Hindistan'ın, 22 Nisan'da Cammu Keşmir'in Pahalgam bölgesinde 26 kişinin öldürüldüğü terör saldırısına misilleme gerekçesiyle 6 Mayıs'ta Pakistan topraklarına ve Pakistan'ın kontrolündeki Azad Cammu Keşmir bölgesine füze saldırıları düzenlemesiyle taraflar arasında başlayan çatışmaları hatırlatan Cüneyd, şunları kaydetti:
'Pahalgam hadisesi sonrasında Pakistan Başbakanı (Şahbaz Şerif) tarafından şeffaf ve bağımsız bir soruşturma çağrısı yapılmasına rağmen Hindistan saldırganlık ve çatışma yolunu tercih etti. Biz ise bu şartlarda meşru müdafaa hakkımızı kullanmak zorunda kaldık ve sonuçlar herkesin malumudur. Hindistan'ın bu saldırgan tutumu, Cammu ve Keşmir meselesinin Güney Asya'daki temel çatışma kaynağı olmaya devam ettiğini bizlere bir kez daha hatırlatmaktadır. Bu ihtilafın adil, kalıcı ve barışçıl bir şekilde çözülmesi için BM himayesinde yeni ve güçlü bir çabaya ihtiyaç vardır. Bölge, dünya nüfusunun beşte birine ev sahipliği yapmaktadır ve Hindistan'ın sorumsuz tutumunun yaratacağı sonuçları taşıyabilecek durumda değildir.'
Cüneyd, Türkiye'ye destekleri ve ilkeli duruşu için teşekkür ederek, 'Keşmirliler ve Pakistan halkı, Cumhurbaşkanı (Recep Tayyip) Erdoğan'ın Keşmir meselesini her platformda gündeme getirmesiyle verdikleri sürekli destek ve dayanışmayı derinden takdir etmektedir. Bunun için minnettarız.' değerlendirmesinde bulundu.

--- Yapılacak Görevler ---
A: Keşmir haberine göre Cüneyd, Keşmirlilerin ve Pakistan halkının Türkiye'ye neden minnettar olduğunu söylüyor? Bir ile üç cümle arasında açıklayın.
B: Keşmir haberini, son cümlesinden sonraki yerden başlayarak sürdürün.

(Kaydedilmiş Girdiler)
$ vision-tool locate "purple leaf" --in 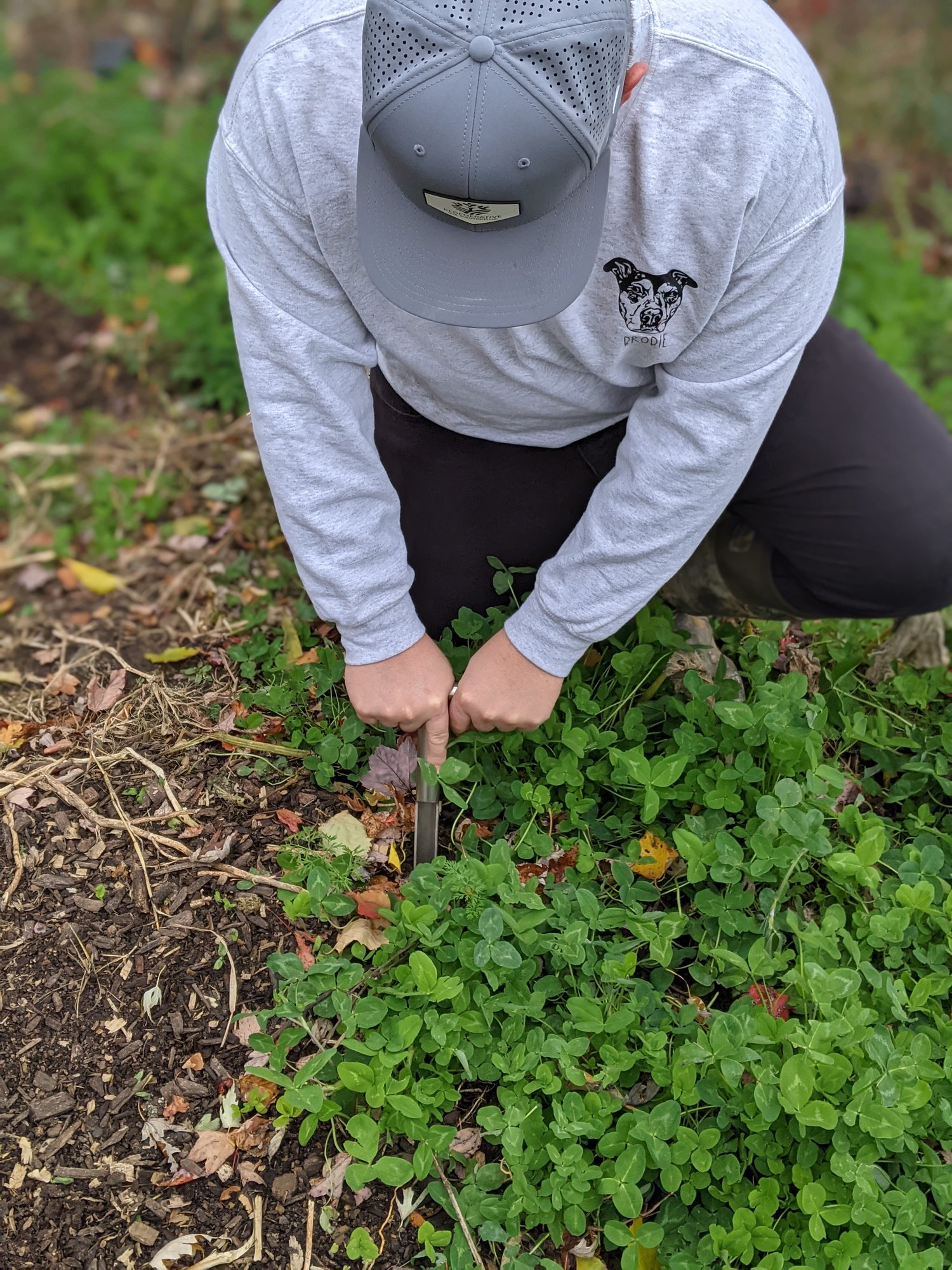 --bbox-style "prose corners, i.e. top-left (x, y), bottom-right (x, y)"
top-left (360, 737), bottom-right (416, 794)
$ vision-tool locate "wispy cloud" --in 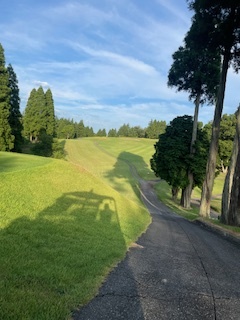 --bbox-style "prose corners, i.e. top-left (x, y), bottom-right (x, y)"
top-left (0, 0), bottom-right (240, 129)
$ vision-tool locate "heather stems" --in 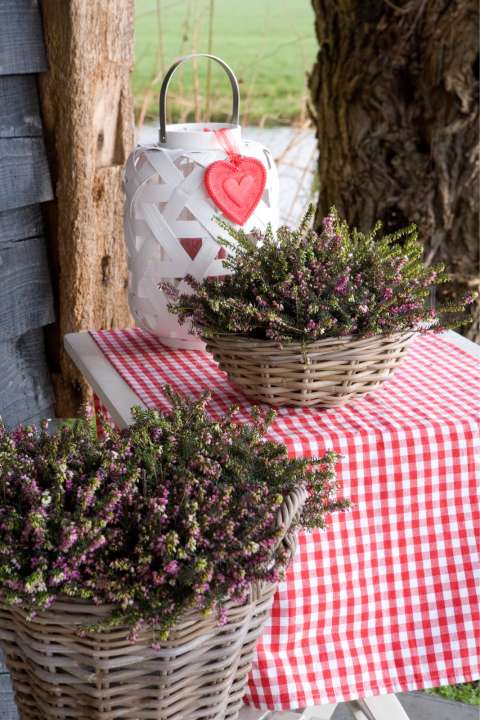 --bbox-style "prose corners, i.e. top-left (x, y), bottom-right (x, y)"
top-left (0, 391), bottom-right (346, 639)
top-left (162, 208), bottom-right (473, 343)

--- Çözülmüş Görevler ---
A: Cüneyd'e göre Cumhurbaşkanı Recep Tayyip Erdoğan, Keşmir meselesini her platformda gündeme getirmektedir. Keşmirliler ve Pakistan halkı, bu yolla gösterilen sürekli destek ve dayanışmayı derinden takdir ettikleri için minnettardır.

B:
Gerçek barışın, şiddetin yokluğuyla değil, adaletin varlığıyla tanımlandığını belirten Cüneyd, 'Dünyanın bir yerindeki insan hakları tehdidi, her yerdeki hakları tehlikeye atar. Cammu ve Keşmir meselesi sadece bölge için değil, tüm dünya için geniş kapsamlı sonuçlar doğurmaktadır. Uluslararası toplumun, Keşmirlilere bundan 70 yıl önce verdiği sözü yerine getirme zamanı gelmiştir.' diye konuştu.
- 'Gazze ve Keşmir'i beraber konuşmamız gerektiğine inanıyoruz”
TBMM İnsan Haklarını İnceleme Komisyonu Başkanı ve AK Parti Osmaniye Milletvekili Yanık da 1947'den bu yana Cammu Keşmir'de hukuksuzluğun sürdüğünü belirterek, 'Keşmir özgür olana kadar orada yaşanan trajediye ve katliamlara dikkati çekmeye devam edeceğiz.' dedi.
Cammu Keşmir meselesini en başından bu yana her platformda dile getirdiklerini vurgulayan Yanık, 'Gazze ve Keşmir'i beraber konuşmamız gerektiğine inanıyoruz. Çünkü Gazze ve Keşmir dünyanın diğer mazlum coğrafyalarında, diğer hukuku ihlal edilen coğrafyalarında olduğu gibi bizim ortak meselemiz. Kendi meselemiz kabul ediyoruz. Dolayısıyla Keşmir'i de aynı ısrar ve kararlılıkla savunmaya devam edeceğiz.' diye konuştu.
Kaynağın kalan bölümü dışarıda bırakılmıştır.